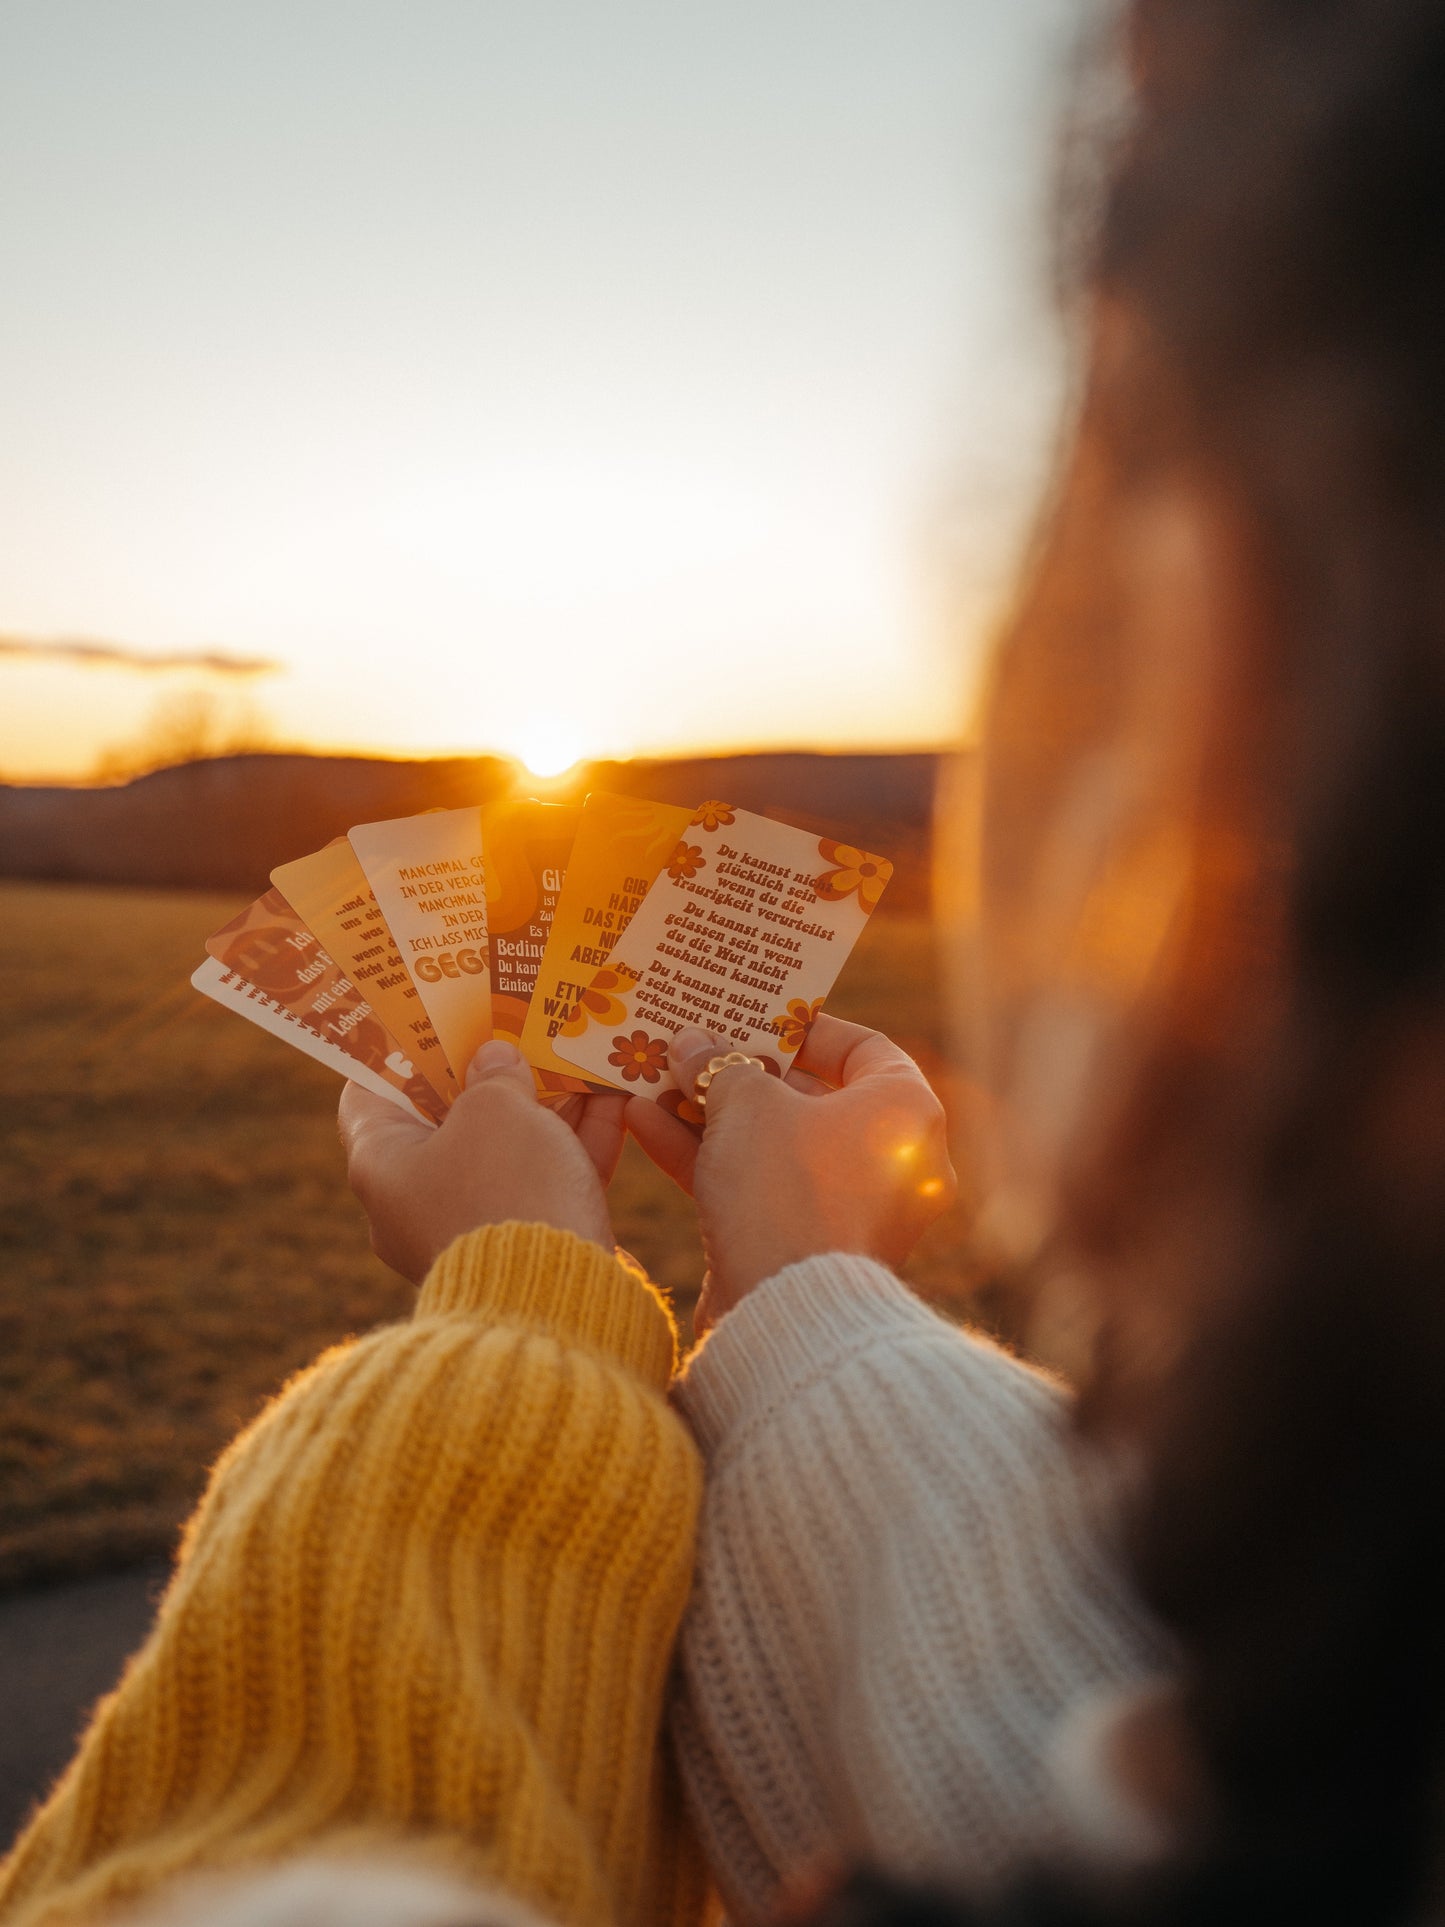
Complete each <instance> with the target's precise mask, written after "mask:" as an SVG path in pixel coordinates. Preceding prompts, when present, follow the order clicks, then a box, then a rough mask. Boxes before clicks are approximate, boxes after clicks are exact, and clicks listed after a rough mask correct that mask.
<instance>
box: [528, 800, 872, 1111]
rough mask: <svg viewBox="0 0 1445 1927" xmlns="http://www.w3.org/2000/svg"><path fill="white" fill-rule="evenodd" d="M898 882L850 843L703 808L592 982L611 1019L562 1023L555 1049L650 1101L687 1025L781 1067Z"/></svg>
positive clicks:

━━━━━━

Read the entries and select each line where the word "instance" is found.

■ Result of this task ■
Complete each <instance> with the target's precise mask, written after "mask:" as an SVG path in pixel coordinates. Preceding prompts, when present, follow the order clicks, then a box, then a rough mask. Boxes before clicks are approximate, boxes after clicks are exact, and clicks listed after a rough mask correct that mask.
<instance>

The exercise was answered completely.